*Work request*.
Reproduce the complete listing without any deviation.

*Provided data*.
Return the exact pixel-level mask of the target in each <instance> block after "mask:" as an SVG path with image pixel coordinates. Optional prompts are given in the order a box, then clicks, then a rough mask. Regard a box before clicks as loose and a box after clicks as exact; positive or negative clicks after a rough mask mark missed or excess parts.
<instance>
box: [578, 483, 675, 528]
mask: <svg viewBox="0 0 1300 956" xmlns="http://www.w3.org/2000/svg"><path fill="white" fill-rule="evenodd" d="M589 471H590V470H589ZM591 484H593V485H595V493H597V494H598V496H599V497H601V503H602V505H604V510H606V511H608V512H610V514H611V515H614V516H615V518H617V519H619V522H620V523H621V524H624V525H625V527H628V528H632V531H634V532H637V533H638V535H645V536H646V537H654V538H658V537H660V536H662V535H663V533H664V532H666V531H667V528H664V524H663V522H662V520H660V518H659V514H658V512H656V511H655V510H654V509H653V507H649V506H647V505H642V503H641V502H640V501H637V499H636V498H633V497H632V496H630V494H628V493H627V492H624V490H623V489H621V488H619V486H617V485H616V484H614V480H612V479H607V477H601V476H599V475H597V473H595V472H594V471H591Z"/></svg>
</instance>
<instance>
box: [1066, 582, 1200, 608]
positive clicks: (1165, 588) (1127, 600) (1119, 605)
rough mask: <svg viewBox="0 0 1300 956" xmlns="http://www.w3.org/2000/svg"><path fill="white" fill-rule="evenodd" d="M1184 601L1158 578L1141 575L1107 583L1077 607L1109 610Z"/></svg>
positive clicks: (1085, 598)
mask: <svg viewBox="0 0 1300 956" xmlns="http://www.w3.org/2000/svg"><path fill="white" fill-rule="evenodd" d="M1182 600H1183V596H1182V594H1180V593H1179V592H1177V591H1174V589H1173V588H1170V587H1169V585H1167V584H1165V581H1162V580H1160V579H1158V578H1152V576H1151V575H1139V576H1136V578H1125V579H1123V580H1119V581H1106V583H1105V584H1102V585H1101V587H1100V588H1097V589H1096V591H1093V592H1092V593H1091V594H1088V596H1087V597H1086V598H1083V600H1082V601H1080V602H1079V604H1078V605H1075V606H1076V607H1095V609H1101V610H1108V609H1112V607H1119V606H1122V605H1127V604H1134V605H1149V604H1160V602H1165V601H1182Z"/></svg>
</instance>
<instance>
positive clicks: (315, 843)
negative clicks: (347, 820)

*Answer below*.
Return the exact pixel-level mask of the target in each <instance> block after "mask:" as an SVG path with image pixel coordinates. Optional prompts are given in the order a box, then clicks, then a rough mask. Regard a box before clicks as loose and a box after clicks as exact; positive or negative clicks after a rough mask mark missed or excess parts.
<instance>
box: [578, 483, 675, 528]
mask: <svg viewBox="0 0 1300 956" xmlns="http://www.w3.org/2000/svg"><path fill="white" fill-rule="evenodd" d="M589 471H590V470H589ZM591 484H593V485H595V493H597V494H598V496H599V497H601V503H602V505H604V510H606V511H608V512H610V514H611V515H614V516H615V518H617V519H619V522H620V523H621V524H624V525H625V527H628V528H632V531H634V532H637V533H638V535H645V536H646V537H654V538H658V537H660V536H662V535H663V533H664V532H666V531H667V528H664V524H663V522H662V520H660V518H659V514H658V512H656V511H655V510H654V509H653V507H649V506H647V505H642V503H641V502H640V501H637V499H636V498H633V497H632V496H630V494H628V493H627V492H624V490H623V489H621V488H619V486H617V485H616V484H614V480H612V479H607V477H601V476H599V475H597V473H595V472H594V471H591Z"/></svg>
</instance>
<instance>
box: [1066, 582, 1200, 608]
positive clicks: (1165, 588) (1127, 600) (1119, 605)
rough mask: <svg viewBox="0 0 1300 956" xmlns="http://www.w3.org/2000/svg"><path fill="white" fill-rule="evenodd" d="M1184 601L1158 578L1141 575L1107 583L1077 607L1109 610Z"/></svg>
positive clicks: (1085, 598)
mask: <svg viewBox="0 0 1300 956" xmlns="http://www.w3.org/2000/svg"><path fill="white" fill-rule="evenodd" d="M1182 600H1183V596H1182V594H1180V593H1179V592H1177V591H1174V589H1173V588H1170V587H1169V585H1167V584H1165V581H1162V580H1160V579H1158V578H1152V576H1151V575H1139V576H1136V578H1125V579H1123V580H1119V581H1106V583H1105V584H1102V585H1101V587H1100V588H1097V589H1096V591H1093V592H1092V593H1091V594H1088V596H1087V597H1086V598H1083V600H1082V601H1080V602H1079V604H1078V605H1075V606H1076V607H1095V609H1101V610H1108V609H1112V607H1119V606H1122V605H1127V604H1134V605H1149V604H1160V602H1165V601H1182Z"/></svg>
</instance>
<instance>
positive clicks: (315, 843)
negative clicks: (347, 820)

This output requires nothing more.